■ Goal ■
Using the Sacramento Press Club articles of incorporation, explain what role annual scholarships play in the corporation's specific purpose.
>> Start Text passage
Navigation

SPC Articles of Incorporation

The Sacramento Press Club’s restated Articles of Incorporation, adopted in January 2008 are below:

The undersigned certify that:

1. They are the president and the secretary, respectively, of GREATER SACRAMENTO PRESS CLUB, a California corporation.

2. The Articles of Incorporation of this corporation are amended and restated to read as follows:

ARTICLES OF INCORPORATION
OF
SACRAMENTO PRESS CLUB

Article I

The name of this corporation is SACRAMENTO PRESS CLUB.

Article II

A. This corporation is a nonprofit public benefit corporation and is not organized for the
private gain of any person. It is organized under the Nonprofit Public Benefit
Corporation Law for public and charitable purposes. This corporation elects to be
governed by all of the provisions of the Nonprofit Corporation Law of 1980 not otherwise
applicable to it under Part 5.
B. The specific purpose of this corporation is to provide fellowship within the news
media and related fields and to benefit the public and enrich journalism in the
Sacramento area by sponsoring annual scholarships.

Article III

A. This corporation is organized and operated exclusively for charitable purposes within
the meaning of Section 501(c)(3), Internal Revenue Code.
>> End Text passage
>> Start Given records
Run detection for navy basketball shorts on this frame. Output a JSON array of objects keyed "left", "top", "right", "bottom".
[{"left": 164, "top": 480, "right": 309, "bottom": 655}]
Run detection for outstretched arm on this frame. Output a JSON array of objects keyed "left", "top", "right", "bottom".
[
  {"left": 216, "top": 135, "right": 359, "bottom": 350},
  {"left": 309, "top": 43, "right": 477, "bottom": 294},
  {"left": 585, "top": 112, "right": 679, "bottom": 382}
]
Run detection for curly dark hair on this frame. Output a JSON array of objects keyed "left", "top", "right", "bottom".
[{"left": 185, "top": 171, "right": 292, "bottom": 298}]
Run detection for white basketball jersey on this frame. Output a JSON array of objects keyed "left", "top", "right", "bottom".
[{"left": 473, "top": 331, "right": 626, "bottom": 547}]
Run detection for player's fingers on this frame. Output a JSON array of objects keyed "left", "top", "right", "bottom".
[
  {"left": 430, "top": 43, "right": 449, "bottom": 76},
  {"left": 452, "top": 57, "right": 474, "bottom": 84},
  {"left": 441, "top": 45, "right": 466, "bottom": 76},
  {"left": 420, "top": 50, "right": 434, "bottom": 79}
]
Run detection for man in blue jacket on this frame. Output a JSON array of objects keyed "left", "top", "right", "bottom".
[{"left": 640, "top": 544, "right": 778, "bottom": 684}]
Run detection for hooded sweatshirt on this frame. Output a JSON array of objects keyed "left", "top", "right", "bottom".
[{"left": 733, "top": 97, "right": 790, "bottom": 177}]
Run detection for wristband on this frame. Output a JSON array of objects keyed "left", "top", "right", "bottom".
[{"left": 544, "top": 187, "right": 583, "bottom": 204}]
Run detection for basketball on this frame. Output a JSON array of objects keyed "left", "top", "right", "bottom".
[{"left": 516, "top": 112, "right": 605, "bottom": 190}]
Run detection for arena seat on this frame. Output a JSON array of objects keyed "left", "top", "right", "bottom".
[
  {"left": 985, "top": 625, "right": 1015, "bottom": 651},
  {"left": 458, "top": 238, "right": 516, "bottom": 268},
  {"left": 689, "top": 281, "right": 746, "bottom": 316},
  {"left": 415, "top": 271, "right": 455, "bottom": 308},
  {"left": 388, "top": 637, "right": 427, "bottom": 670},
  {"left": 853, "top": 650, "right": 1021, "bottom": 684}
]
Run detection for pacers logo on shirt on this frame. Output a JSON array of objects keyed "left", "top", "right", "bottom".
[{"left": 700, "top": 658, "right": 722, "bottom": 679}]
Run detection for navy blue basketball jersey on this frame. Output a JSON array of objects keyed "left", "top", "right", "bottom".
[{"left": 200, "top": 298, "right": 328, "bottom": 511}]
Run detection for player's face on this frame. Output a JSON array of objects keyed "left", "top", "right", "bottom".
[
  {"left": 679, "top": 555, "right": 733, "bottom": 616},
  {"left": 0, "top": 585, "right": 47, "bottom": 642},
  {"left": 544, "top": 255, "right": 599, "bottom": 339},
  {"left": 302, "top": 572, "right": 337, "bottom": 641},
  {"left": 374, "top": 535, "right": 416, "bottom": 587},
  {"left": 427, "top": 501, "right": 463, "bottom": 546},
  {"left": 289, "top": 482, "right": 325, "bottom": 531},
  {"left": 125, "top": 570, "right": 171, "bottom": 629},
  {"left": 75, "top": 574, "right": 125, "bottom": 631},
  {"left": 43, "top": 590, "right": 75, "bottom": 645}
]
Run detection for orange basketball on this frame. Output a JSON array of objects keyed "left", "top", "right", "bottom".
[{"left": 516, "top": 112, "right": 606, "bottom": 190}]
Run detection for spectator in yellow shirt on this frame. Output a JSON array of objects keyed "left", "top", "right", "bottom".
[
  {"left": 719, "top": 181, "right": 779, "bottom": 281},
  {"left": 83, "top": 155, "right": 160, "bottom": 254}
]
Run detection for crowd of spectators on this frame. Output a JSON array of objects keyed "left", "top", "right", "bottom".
>> End Given records
■ Solution to the problem ■
Sponsoring annual scholarships is how the corporation benefits the public and enriches journalism in the Sacramento area. This sits alongside the other part of its specific purpose, which is providing fellowship within the news media and related fields.